HOW TO COMPLETE THIS TASK:
Return each line of the entries that holds the string "hair".
++++++++++++++++++++
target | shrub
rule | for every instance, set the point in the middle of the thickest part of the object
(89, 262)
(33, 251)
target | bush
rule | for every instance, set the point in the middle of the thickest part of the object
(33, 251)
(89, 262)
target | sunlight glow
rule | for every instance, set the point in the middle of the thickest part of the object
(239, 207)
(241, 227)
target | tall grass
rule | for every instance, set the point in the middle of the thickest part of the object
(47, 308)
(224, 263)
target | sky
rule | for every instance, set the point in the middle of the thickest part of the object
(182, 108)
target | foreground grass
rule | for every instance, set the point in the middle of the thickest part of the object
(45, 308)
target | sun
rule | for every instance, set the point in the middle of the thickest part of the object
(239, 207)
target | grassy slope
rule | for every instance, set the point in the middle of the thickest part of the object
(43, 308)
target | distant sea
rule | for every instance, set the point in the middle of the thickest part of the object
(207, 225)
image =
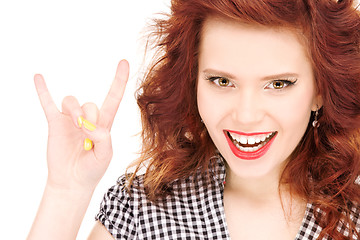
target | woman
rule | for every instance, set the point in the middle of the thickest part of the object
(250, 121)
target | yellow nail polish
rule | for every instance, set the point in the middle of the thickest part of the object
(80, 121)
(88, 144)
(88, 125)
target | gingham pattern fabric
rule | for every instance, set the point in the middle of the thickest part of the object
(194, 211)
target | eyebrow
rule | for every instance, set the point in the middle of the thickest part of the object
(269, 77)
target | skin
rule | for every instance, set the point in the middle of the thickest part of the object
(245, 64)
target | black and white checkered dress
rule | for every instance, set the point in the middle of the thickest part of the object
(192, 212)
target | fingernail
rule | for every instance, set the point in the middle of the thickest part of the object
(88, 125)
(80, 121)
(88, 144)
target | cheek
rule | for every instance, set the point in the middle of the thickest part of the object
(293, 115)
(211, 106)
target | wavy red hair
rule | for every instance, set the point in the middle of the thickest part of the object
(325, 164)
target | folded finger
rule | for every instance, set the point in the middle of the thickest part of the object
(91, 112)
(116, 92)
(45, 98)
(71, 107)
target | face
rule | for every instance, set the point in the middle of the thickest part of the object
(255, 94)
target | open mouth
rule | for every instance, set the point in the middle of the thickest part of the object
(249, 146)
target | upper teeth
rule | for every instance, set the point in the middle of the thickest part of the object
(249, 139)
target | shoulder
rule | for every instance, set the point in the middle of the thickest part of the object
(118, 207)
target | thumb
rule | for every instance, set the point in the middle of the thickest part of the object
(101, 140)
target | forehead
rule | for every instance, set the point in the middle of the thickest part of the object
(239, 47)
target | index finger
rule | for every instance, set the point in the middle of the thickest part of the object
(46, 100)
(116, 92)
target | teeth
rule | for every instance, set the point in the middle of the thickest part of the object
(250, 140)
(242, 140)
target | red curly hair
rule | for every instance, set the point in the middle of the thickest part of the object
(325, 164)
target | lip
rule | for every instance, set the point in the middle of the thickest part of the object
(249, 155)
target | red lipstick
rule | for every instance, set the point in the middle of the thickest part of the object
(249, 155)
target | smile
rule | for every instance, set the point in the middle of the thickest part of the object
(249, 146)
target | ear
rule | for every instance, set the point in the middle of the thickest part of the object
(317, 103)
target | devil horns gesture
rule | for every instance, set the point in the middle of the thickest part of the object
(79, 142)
++++++++++++++++++++
TASK SOLUTION:
target | wavy red hair
target | red curly hair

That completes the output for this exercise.